Wang was excited, and Melia recalls the director telling her: ”I need to find a way to do this with you and the rest of the crew who did The Farewell. I want my creative team onboard, and I think this should be our next thing.”
Melia says that quite a few creatives from The Farewell ended up making the leap with them.
They include Melia herself, who co-founded Local Time productions with Wang after their experience working together on The Farewell, along with cinematographer Anna Franquesa-Solano, composer Alex Weston, production designer Yong Ok Lee, editor Matt Friedman and art director W. Haley Ho.
“We had the support of lots of new creative blood as well, which was wonderful, and the support of Blossom and Per and Nicole, obviously, helping us transition from a scrappy team who made a low-budget feature that crossed over to making this big international production,” Melia says. “It was a great learning experience for all of us.”
The producer noted that there was a lot that shooting The Farewell and Expats was “very similar, even though this was a much bigger budget and had support of a big studio and not made independently. But I think the creative team kept the same eye on the ball.
“Lulu’s creative vision was our north star driving all of us.”
Melia adds: “There [also] were a lot of similarities in that we had a very international team on this, just how we did on The Farewell. The cast on this project was even more international than on The Farewell. We had cast from Australia, United States, UK, the Philippines, local Hong Kongers.”

Instruction 1:
In the Expats excerpt, which production company did Melia co-found with Wang?
Instruction 2:
Rewrite the part of the Expats excerpt that begins at the words "Melia says that" and stops after "W. Haley Ho.", replacing "The Farewell" with "the earlier film" each time it occurs.
Instruction 3:
Translate this sentence from the Expats excerpt into Spanish: "Lulu’s creative vision was our north star driving all of us."

Recorded information:

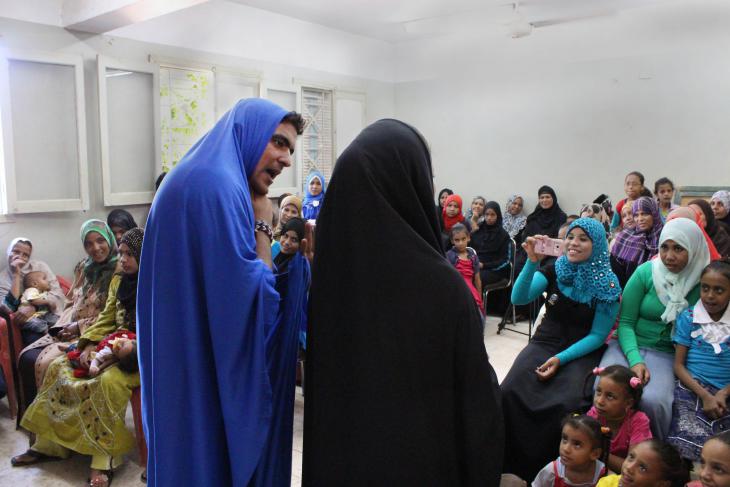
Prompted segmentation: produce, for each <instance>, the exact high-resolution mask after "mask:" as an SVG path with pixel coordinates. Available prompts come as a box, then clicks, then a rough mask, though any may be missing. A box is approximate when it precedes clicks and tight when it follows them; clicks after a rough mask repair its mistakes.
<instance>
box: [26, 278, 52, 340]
mask: <svg viewBox="0 0 730 487" xmlns="http://www.w3.org/2000/svg"><path fill="white" fill-rule="evenodd" d="M23 287H24V288H25V291H23V295H22V296H21V298H20V304H21V306H22V305H28V304H29V305H31V306H33V307H35V309H36V312H35V313H33V315H32V316H31V317H30V318H28V320H27V321H26V322H25V323H24V324H23V326H22V327H21V332H22V333H23V335H27V334H31V333H33V334H38V336H39V337H40V336H42V335H43V334H45V333H46V332H47V331H48V328H49V327H50V326H53V325H54V324H56V321H58V315H56V314H54V313H53V312H52V311H51V307H50V306H49V303H48V292H49V291H50V290H51V285H50V283H49V282H48V279H47V278H46V274H45V273H44V272H42V271H32V272H29V273H28V274H26V275H25V277H24V278H23Z"/></svg>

Written answer 1:
Local Time productions.

Written answer 2:
Melia says that quite a few creatives from the earlier film ended up making the leap with them.
They include Melia herself, who co-founded Local Time productions with Wang after their experience working together on the earlier film, along with cinematographer Anna Franquesa-Solano, composer Alex Weston, production designer Yong Ok Lee, editor Matt Friedman and art director W. Haley Ho.

Written answer 3:
La visión creativa de Lulu fue nuestra estrella polar, la que nos guiaba a todos.